__Extrait choisi__
---
Devançant la publication du rapport du Haut Conseil pour l'avenir de l'assurance-maladie (attendu avant Noël), des députés ont organisé un débat public sur « la place du médicament dans la modernisation de l'assurance-maladie ».
A l'occasion des ces 3es Rencontres parlementaires sur le médicament, le Dr Catherine Sermet, directrice de recherche du CREDES, a rappelé que « les Français sont les plus forts consommateurs en Europe ». Cette consommation de médicaments équivaut en valeur à « 29 milliards d'euros en 2002 », soit « 1,9 % du PIB » (produit intérieur brut) et « 20,6 % de la consommation médicale totale », derrière l'hôpital (45 %) et devant les honoraires des médecins (12 %).
Selon des chiffres des Entreprises du médicament (LEEM) de 2001, la quasi-totalité (92,3 %) du marché pharmaceutique correspond à des spécialités remboursables (à prescription obligatoire ou facultative). A l'heure où le gouvernement parle beaucoup de « responsabiliser les patients », en particulier sur le plan financier, Yves Aubriot, P-DG de Theraplix (Aventis), estime que l'automédication, par définition non prescrite et non remboursée, « doit prendre sa place, même si sa place économique est et restera modeste ». Mais, souligne-t-il, l'automédication ne pourra pas se développer si elle ne retrouve pas « son statut de véritable médicament ». En effet, les vagues de déremboursement de médicaments à service médical rendu (SMR) insuffisant entretiennent, selon Yves Aubriot, « la confusion entre le remboursement et la notion d'efficacité thérapeutique ».
---
__Données fournies__
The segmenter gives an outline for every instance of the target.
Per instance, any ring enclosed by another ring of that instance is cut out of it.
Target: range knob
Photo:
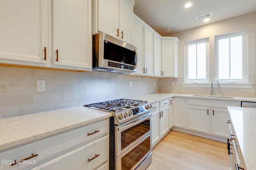
[[[128,114],[129,114],[129,115],[131,116],[132,115],[132,114],[133,113],[132,113],[132,111],[131,110],[129,110],[129,111],[128,111]]]
[[[127,113],[127,111],[126,111],[124,113],[124,117],[125,118],[127,117],[127,116],[128,116],[128,113]]]
[[[124,118],[124,115],[122,113],[119,113],[117,115],[117,117],[119,119],[122,119]]]
[[[149,106],[148,104],[146,105],[146,106],[145,106],[145,108],[146,108],[146,109],[147,110],[148,109],[150,109],[150,108],[149,108]]]

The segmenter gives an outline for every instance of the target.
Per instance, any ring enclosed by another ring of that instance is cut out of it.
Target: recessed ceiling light
[[[188,2],[183,6],[183,8],[185,9],[188,8],[193,6],[193,5],[194,5],[193,2]]]
[[[205,19],[204,20],[203,20],[203,22],[209,22],[209,21],[210,21],[211,20],[212,20],[212,18],[206,18],[206,19]]]

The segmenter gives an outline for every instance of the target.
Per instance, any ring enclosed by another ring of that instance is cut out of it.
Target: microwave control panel
[[[108,66],[133,70],[133,66],[108,61]]]

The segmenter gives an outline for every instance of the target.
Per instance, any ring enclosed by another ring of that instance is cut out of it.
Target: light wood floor
[[[229,169],[226,143],[171,130],[152,150],[146,170]]]

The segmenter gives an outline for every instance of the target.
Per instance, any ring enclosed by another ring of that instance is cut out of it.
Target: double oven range
[[[147,102],[122,99],[84,105],[112,113],[110,170],[145,170],[151,162],[153,108]]]

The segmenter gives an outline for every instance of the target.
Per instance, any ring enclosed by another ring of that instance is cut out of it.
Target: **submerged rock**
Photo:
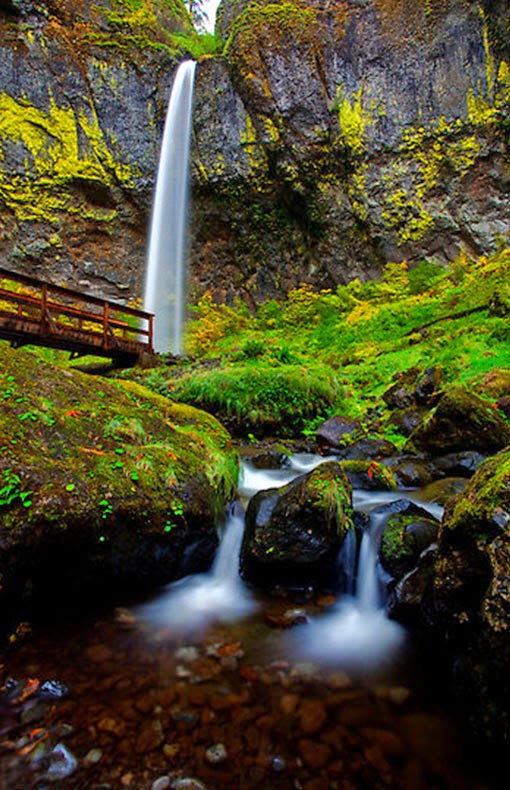
[[[474,450],[490,454],[510,444],[510,425],[488,401],[460,387],[445,392],[413,431],[404,451],[432,457]],[[451,474],[451,470],[448,470]]]
[[[498,744],[510,739],[509,580],[507,448],[447,504],[423,612],[448,637],[454,688],[472,729]]]
[[[397,487],[393,471],[377,461],[341,461],[351,486],[363,491],[392,491]]]
[[[335,462],[259,492],[246,512],[243,576],[266,588],[331,583],[351,517],[351,487]]]
[[[317,429],[316,440],[319,452],[323,455],[336,453],[338,450],[361,437],[363,429],[358,420],[351,417],[330,417]]]
[[[385,571],[401,579],[436,540],[439,522],[408,499],[375,508],[372,513],[389,513],[381,536],[380,559]]]

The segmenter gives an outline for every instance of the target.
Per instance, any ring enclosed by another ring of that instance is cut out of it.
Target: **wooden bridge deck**
[[[131,363],[153,354],[153,315],[0,268],[0,338]]]

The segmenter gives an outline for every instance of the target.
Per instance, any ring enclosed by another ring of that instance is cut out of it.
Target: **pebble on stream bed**
[[[359,684],[272,648],[266,655],[261,643],[279,644],[284,631],[263,617],[255,630],[244,643],[241,626],[235,636],[218,627],[196,644],[161,635],[151,641],[135,624],[109,620],[65,644],[34,634],[9,657],[9,671],[18,678],[60,671],[69,693],[49,701],[38,724],[48,733],[42,759],[31,762],[20,751],[19,728],[36,692],[29,694],[27,681],[4,686],[10,718],[0,736],[2,786],[481,788],[462,772],[448,717],[407,686]],[[225,663],[230,658],[235,663]]]

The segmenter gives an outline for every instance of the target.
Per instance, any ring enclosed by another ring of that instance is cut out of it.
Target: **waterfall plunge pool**
[[[275,475],[246,468],[241,494]],[[356,494],[356,507],[388,496]],[[22,702],[0,714],[0,786],[44,787],[60,771],[66,790],[487,787],[439,662],[380,607],[374,536],[351,595],[300,603],[308,622],[282,629],[273,615],[293,603],[232,572],[242,522],[234,507],[208,574],[134,609],[41,626],[7,657]],[[45,681],[62,698],[32,695]]]

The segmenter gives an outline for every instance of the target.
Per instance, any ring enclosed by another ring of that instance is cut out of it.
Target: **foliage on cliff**
[[[501,0],[225,0],[227,74],[210,63],[198,80],[196,278],[260,303],[493,250],[509,221],[507,16]]]
[[[235,416],[255,434],[269,423],[295,431],[295,403],[312,424],[374,406],[382,419],[380,398],[394,375],[431,365],[442,368],[444,386],[468,384],[494,402],[496,390],[481,382],[510,368],[509,278],[510,248],[502,245],[489,257],[462,255],[448,269],[424,260],[388,264],[380,280],[335,291],[303,285],[250,317],[244,306],[206,294],[188,329],[197,361],[178,375],[165,368],[138,375],[224,419]],[[389,438],[402,442],[394,430],[386,428]]]
[[[182,575],[193,544],[214,550],[237,455],[210,415],[2,342],[0,427],[0,594],[62,579],[71,557],[71,586],[91,568],[98,584],[154,584]]]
---
__À compléter__
1. Citez, s'il vous plaît, l'extrait choisi à partir des mots « A l'occasion des » et jusqu'aux mots « médecins (12 %). » inclus.
2. Indiquez si chacune des affirmations suivantes concorde avec l'extrait choisi, en répondant par oui ou non et en citant les mots de l'extrait qui tranchent.
(a) En valeur, les médicaments pèsent plus lourd dans la consommation médicale totale que les honoraires des médecins.
(b) D'après les chiffres du LEEM de 2001, la plus grande partie du marché pharmaceutique relève de spécialités non remboursables.
(c) Selon Yves Aubriot, la place économique de l'automédication est appelée à devenir importante.

__Réponses__
1.
A l'occasion des ces 3es Rencontres parlementaires sur le médicament, le Dr Catherine Sermet, directrice de recherche du CREDES, a rappelé que « les Français sont les plus forts consommateurs en Europe ». Cette consommation de médicaments équivaut en valeur à « 29 milliards d'euros en 2002 », soit « 1,9 % du PIB » (produit intérieur brut) et « 20,6 % de la consommation médicale totale », derrière l'hôpital (45 %) et devant les honoraires des médecins (12 %).

2.
(a) Oui : « devant les honoraires des médecins (12 %) ».
(b) Non : « la quasi-totalité (92,3 %) du marché pharmaceutique correspond à des spécialités remboursables ».
(c) Non : « même si sa place économique est et restera modeste ».